* _PROBLEM TO WORK ON_: Rescale the stretch from the line containing "on water above? Mark it with a dot." through the end of the material. Write out every line in it again, changing only the point coordinates in the answers: multiply each by 0.4 and round to a whole number, with halves rounded up.

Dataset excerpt
:::

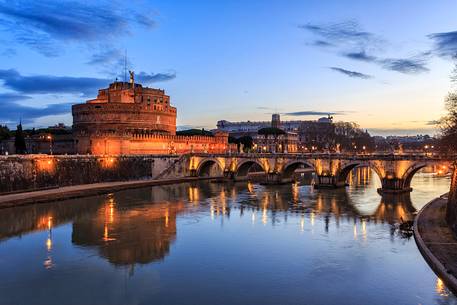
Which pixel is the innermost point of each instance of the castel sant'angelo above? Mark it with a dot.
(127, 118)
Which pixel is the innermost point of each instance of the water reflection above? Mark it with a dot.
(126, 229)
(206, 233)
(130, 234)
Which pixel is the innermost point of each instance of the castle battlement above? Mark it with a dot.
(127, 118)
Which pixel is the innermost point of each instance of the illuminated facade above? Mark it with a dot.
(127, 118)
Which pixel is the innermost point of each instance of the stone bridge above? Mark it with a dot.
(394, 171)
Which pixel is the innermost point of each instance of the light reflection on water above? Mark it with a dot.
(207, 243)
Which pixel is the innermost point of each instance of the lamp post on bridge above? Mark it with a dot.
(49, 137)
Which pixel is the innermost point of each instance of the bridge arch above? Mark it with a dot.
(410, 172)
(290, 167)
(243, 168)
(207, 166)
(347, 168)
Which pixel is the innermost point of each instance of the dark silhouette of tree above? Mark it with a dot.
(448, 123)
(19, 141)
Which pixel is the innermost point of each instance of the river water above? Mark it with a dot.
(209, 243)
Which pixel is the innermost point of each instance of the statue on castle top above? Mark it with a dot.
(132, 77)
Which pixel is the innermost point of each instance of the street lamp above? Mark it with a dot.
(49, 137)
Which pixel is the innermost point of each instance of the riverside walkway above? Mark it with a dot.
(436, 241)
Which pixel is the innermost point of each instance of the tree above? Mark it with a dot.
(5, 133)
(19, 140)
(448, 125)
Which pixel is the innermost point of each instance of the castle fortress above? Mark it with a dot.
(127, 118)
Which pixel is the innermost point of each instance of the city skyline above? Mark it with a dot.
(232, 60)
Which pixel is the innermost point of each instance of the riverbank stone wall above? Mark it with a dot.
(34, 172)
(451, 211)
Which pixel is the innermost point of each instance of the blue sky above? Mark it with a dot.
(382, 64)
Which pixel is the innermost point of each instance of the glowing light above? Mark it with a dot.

:::

* _CORRECT RESPONSE_:
Which pixel is the innermost point of each instance of the light reflection on water above? Mark it with a dot.
(83, 97)
Which pixel is the innermost point of each instance of the lamp post on bridge above? Mark it with a dot.
(20, 55)
Which pixel is the innermost point of each instance of the bridge arch above? Mark it with a dot.
(164, 69)
(116, 67)
(97, 67)
(83, 66)
(139, 67)
Which pixel is the innermost point of each instance of the dark silhouette of tree above? Mark it with a dot.
(179, 49)
(8, 56)
Which pixel is the innermost point of each instance of the river water above? Mark it with a dot.
(84, 97)
Which pixel is the innermost point of each instance of the statue on castle top above? Mark it with a dot.
(53, 31)
Which pixel is the innermost point of each instance of the street lamp above? Mark it with a dot.
(20, 55)
Which pixel is the innermost point of each instance of the riverside walkway above? Mark it with a dot.
(174, 96)
Which pixel is the innermost point of each instance of the tree above? Mark it with a dot.
(2, 53)
(8, 56)
(179, 50)
Which pixel is the innermost point of each instance of the castle fortress above? Mark it with a dot.
(51, 47)
Which pixel is the innermost point of each instance of the city skyline above? Mark it with a dot.
(93, 24)
Which pixel is the innermost point of each instance of the riverbank stone wall above? Mark it with a dot.
(14, 69)
(180, 84)
Which pixel is the innermost point of each instance of the blue sky above? Mark it with a dot.
(153, 26)
Which pixel is the innermost point of each instance of the glowing light above? Mark it with a dot.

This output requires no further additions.